### ASSIGNMENT
You are to retype all of the data exactly as it appears.

[INFORMATION PROVIDED Boundary: Start]

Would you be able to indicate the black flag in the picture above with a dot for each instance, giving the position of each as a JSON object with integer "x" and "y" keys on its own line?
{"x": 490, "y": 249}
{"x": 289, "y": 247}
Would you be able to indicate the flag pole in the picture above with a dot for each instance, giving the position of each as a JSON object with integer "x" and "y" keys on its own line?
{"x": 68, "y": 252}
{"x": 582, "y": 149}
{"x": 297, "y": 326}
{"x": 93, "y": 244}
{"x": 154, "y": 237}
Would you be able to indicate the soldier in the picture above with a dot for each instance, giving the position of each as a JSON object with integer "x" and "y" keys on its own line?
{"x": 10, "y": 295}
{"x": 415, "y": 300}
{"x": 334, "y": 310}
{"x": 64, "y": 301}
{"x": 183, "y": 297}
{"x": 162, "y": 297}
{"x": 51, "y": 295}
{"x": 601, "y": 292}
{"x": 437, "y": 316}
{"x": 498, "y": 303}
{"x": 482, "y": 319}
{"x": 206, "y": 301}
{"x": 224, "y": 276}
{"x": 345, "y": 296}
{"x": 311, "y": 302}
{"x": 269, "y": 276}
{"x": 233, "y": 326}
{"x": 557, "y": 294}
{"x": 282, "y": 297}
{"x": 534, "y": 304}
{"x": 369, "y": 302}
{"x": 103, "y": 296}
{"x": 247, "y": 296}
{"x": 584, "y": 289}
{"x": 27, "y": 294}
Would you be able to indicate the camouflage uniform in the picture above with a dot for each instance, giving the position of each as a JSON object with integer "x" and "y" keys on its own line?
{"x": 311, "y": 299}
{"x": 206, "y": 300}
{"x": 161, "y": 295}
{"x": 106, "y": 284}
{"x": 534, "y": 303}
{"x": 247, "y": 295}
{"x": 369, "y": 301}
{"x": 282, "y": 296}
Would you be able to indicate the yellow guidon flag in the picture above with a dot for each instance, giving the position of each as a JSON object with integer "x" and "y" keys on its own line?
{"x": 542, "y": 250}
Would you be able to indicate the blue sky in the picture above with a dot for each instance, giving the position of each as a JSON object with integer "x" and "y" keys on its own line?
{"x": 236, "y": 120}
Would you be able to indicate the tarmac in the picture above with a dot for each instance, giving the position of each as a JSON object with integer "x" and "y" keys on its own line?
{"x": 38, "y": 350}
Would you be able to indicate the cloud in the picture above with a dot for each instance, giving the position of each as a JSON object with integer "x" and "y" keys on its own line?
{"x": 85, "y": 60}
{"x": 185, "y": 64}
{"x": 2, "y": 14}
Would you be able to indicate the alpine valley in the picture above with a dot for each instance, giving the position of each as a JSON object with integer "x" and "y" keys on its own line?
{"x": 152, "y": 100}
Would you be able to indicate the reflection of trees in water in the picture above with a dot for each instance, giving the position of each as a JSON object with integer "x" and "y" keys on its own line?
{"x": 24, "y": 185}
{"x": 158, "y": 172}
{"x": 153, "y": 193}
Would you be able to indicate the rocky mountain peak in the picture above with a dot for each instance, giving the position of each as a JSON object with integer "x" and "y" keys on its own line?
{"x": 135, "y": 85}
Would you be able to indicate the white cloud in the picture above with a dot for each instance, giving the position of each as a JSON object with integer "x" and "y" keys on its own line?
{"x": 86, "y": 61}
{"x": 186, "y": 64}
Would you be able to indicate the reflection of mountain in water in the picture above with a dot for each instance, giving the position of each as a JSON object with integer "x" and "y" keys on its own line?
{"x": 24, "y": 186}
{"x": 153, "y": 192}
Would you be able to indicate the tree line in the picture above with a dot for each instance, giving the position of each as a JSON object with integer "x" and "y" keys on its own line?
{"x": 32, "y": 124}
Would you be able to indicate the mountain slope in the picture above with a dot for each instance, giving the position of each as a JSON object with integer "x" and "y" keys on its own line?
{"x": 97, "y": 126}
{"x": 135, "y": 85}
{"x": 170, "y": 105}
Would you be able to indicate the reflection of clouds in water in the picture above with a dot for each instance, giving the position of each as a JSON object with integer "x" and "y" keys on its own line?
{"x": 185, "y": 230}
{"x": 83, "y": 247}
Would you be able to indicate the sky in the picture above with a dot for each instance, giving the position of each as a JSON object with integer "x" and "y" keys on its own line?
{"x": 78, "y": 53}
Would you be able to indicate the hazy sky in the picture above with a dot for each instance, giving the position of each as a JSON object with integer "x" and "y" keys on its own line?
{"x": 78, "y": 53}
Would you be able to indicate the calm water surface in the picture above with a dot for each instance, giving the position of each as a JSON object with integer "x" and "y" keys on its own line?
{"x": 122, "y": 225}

[INFORMATION PROVIDED Boundary: End]

### WRITTEN RESPONSE
Would you be able to indicate the black flag in the picture above with a dot for each instance, giving the position of each as a JSON object with integer "x" and "y" keys on its own line?
{"x": 490, "y": 249}
{"x": 289, "y": 247}
Would you be able to indicate the flag pole in the picture above with a dot for each instance, giving the position of each as a JSON object with integer "x" and "y" keys on its own line?
{"x": 68, "y": 252}
{"x": 582, "y": 149}
{"x": 297, "y": 326}
{"x": 93, "y": 244}
{"x": 154, "y": 237}
Would you be able to indicate the soldier in the picture above with a dot for each instance, giving the position of each as a JSON object with integer "x" and "y" keys on its own line?
{"x": 10, "y": 295}
{"x": 415, "y": 300}
{"x": 334, "y": 310}
{"x": 64, "y": 301}
{"x": 183, "y": 297}
{"x": 162, "y": 297}
{"x": 51, "y": 295}
{"x": 601, "y": 292}
{"x": 437, "y": 316}
{"x": 498, "y": 303}
{"x": 482, "y": 319}
{"x": 206, "y": 301}
{"x": 224, "y": 276}
{"x": 345, "y": 296}
{"x": 311, "y": 302}
{"x": 269, "y": 276}
{"x": 233, "y": 326}
{"x": 557, "y": 294}
{"x": 282, "y": 297}
{"x": 534, "y": 304}
{"x": 369, "y": 302}
{"x": 103, "y": 296}
{"x": 247, "y": 296}
{"x": 584, "y": 289}
{"x": 27, "y": 294}
Would you be able to indicate the camouflage uniform in the picture above with a dot for each instance, giving the position of each as a JSON object with integer "x" and "y" keys on its own line?
{"x": 311, "y": 299}
{"x": 206, "y": 300}
{"x": 161, "y": 295}
{"x": 106, "y": 284}
{"x": 534, "y": 303}
{"x": 247, "y": 295}
{"x": 369, "y": 301}
{"x": 282, "y": 296}
Would you be able to indicate the yellow guidon flag in the picture above with a dot for each instance, giving the position of each as a JSON object with integer "x" and "y" keys on its own line?
{"x": 542, "y": 250}
Would you be able to indicate the blue sky in the picture above with a dot for each instance, giving the position of each as a JSON object with integer "x" and "y" keys on its own line?
{"x": 236, "y": 120}
Would you be able to indicate the tarmac in the picture above with a dot for each instance, giving the position of each as a JSON object with integer "x" and "y" keys on its own line?
{"x": 38, "y": 350}
Would you be able to indicate the cloud in the picture above with a dot for each instance, giving the position of each as a JSON object with integer "x" and "y" keys on its own line?
{"x": 85, "y": 60}
{"x": 185, "y": 64}
{"x": 2, "y": 14}
Would you be able to indicate the alpine valley in the picture above with a dot for each instance, giving the position of each as a JSON object with integer "x" and "y" keys on its own line?
{"x": 152, "y": 100}
Would you be able to indicate the reflection of trees in water in the picture above with a dot for each instance, giving the position of each as a JSON object with integer "x" and "y" keys on its own line?
{"x": 24, "y": 185}
{"x": 158, "y": 172}
{"x": 153, "y": 193}
Would you be able to indicate the rocky mountain peak in the picture above with a dot for each instance, giving the position of each as a JSON object with integer "x" and "y" keys on its own line?
{"x": 135, "y": 85}
Would you be able to indicate the white cloud in the picture above with a dot for each instance, giving the position of each as a JSON object with integer "x" and "y" keys on its own line?
{"x": 86, "y": 61}
{"x": 186, "y": 64}
Would you be able to indicate the reflection of mountain in water in the picture above with a dot for each instance, giving the position of each as a JSON object with integer "x" and "y" keys on its own line?
{"x": 24, "y": 186}
{"x": 153, "y": 192}
Would you be able to indicate the tree line in the picture above with a dot for each instance, giving the position of each as a JSON object with integer "x" and "y" keys on its own line?
{"x": 32, "y": 124}
Would you be able to indicate the mountain slope in the picture above with a dot for each instance, giving the position of each as a JSON object with integer "x" and "y" keys on its own line?
{"x": 97, "y": 126}
{"x": 135, "y": 85}
{"x": 170, "y": 105}
Would you be able to indicate the reflection of clouds in water in the picture above with a dot for each instance, giving the position of each as a JSON object with integer "x" and "y" keys on its own line?
{"x": 185, "y": 230}
{"x": 83, "y": 247}
Would you be able to indicate the sky in the picture above with a dot for each instance, giving the position of each as a JSON object with integer "x" and "y" keys on its own line?
{"x": 78, "y": 53}
Would you be able to indicate the hazy sky in the picture above with a dot for each instance, giving the position of each as a JSON object with integer "x" and "y" keys on its own line?
{"x": 78, "y": 53}
Would you be able to indicate the calm water surface in the picture above with a dot for each instance, giving the position of each as a JSON object with integer "x" and "y" keys on its own line?
{"x": 122, "y": 225}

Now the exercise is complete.